* 任务目标
请根据关于条件变量的节选，逐行回答以下问题：
(a) 在循环里检查flag时，如果flag没有被设置，线程会做什么？
(b) 在节选描述的竞争情形中，主线程发出的信号为什么会丢失？
(c) 节选指出三步中的哪一步是关键？GNU/Linux在这一步允许你做什么？

* 阅读节选
条件变量让你能够实现在某种条件下线程得以执行，否则线程会被阻塞，当条件改变时，被阻塞的线程自动恢复执行。

使用条件变量可以让前面的例子变得更加高效：

在循环里检查flag，如果flag没有被设置，线程就等待这个条件变量
set_thread_flag函数修改flag的值后发出信号。阻塞的线程会被唤醒，然后再次检查条件

结合互斥锁

这有一个问题：检查flag的值和发送信号或等待条件之间会有竞争条件。假设一个线程检查flag发现没有被设置，此时linux调度器将这个线程暂停，恢复执行主线程，恰好主线程在执行set_thread_flag函数。它设置flag的值，并发出信号。因为没有线程在等待这个条件，这个信号就丢失了。然后，linux调度器接着执行前一个线程，它等待在条件变量上，可能会一直阻塞下去。

为了解决这个问题，我们需要使用互斥锁将flag和条件变量锁在一起。每个条件变量必须和互斥锁结合使用，从而避免竞争条件。使用这种模式，线程的主函数包括这三步：

获取互斥锁，然后读取flag的值
如果flag被设置了，释放互斥锁，然后继续执行
如果没有被设置，以原子方式释放锁并等待条件变量

关键就是第三步，GNU/Linux允许你以原子方式释放锁和等待条件变量，防止另一个线程介入。

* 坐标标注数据

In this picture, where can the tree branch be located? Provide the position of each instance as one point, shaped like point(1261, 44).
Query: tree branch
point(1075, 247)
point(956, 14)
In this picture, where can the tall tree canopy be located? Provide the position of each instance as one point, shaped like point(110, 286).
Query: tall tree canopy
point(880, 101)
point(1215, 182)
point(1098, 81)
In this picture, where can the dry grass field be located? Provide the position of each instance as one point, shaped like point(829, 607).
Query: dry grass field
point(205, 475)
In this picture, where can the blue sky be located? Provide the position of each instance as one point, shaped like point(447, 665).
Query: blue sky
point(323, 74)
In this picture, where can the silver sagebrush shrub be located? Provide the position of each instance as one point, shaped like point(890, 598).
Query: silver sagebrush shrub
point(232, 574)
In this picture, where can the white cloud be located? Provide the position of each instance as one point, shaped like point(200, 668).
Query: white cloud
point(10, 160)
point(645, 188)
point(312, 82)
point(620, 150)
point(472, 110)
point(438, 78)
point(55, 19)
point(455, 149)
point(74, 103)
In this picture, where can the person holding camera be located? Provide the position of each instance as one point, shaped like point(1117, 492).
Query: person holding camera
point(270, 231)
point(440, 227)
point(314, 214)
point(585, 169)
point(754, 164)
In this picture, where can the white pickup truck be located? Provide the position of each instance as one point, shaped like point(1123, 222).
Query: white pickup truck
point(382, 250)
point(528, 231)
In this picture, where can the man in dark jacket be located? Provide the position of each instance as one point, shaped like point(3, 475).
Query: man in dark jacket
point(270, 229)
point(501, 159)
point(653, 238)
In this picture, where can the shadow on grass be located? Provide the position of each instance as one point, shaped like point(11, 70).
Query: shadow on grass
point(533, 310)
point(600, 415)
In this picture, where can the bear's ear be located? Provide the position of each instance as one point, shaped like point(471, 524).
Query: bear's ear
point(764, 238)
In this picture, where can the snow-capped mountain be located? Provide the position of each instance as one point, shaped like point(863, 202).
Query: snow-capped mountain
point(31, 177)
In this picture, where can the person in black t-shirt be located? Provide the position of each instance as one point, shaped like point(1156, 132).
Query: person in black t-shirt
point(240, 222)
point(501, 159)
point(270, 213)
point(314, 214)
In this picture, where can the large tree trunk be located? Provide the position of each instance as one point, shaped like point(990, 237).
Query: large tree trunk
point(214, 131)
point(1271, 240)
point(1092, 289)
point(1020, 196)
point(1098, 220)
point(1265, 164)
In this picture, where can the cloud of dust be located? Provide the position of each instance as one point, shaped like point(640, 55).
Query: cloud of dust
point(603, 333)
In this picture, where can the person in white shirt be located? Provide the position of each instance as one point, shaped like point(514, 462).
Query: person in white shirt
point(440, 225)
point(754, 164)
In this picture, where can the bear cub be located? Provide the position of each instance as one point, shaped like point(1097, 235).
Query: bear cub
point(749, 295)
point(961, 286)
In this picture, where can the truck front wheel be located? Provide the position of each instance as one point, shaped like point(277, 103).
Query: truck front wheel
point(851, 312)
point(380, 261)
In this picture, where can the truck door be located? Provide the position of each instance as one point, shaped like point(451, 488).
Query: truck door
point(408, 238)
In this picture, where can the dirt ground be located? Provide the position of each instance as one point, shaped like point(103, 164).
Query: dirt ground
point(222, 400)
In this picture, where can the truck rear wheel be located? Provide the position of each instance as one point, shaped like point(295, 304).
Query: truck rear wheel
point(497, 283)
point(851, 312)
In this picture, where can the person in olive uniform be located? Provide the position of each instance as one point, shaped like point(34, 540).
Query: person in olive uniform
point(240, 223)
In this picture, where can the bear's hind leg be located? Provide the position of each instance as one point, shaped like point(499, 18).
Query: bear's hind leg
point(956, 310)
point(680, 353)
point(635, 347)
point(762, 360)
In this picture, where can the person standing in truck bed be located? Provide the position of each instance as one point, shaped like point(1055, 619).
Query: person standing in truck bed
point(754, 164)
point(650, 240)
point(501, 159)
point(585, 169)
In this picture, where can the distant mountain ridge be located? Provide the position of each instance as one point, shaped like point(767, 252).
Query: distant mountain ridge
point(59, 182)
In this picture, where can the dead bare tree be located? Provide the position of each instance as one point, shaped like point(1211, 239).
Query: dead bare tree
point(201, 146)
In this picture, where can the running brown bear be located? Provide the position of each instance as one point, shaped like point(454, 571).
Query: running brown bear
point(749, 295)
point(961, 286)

* 本题解答
(a) 线程会等待这个条件变量。
(b) 因为当时没有线程在等待这个条件。
(c) 第三步是关键。GNU/Linux允许你以原子方式释放锁并等待条件变量，从而防止另一个线程介入。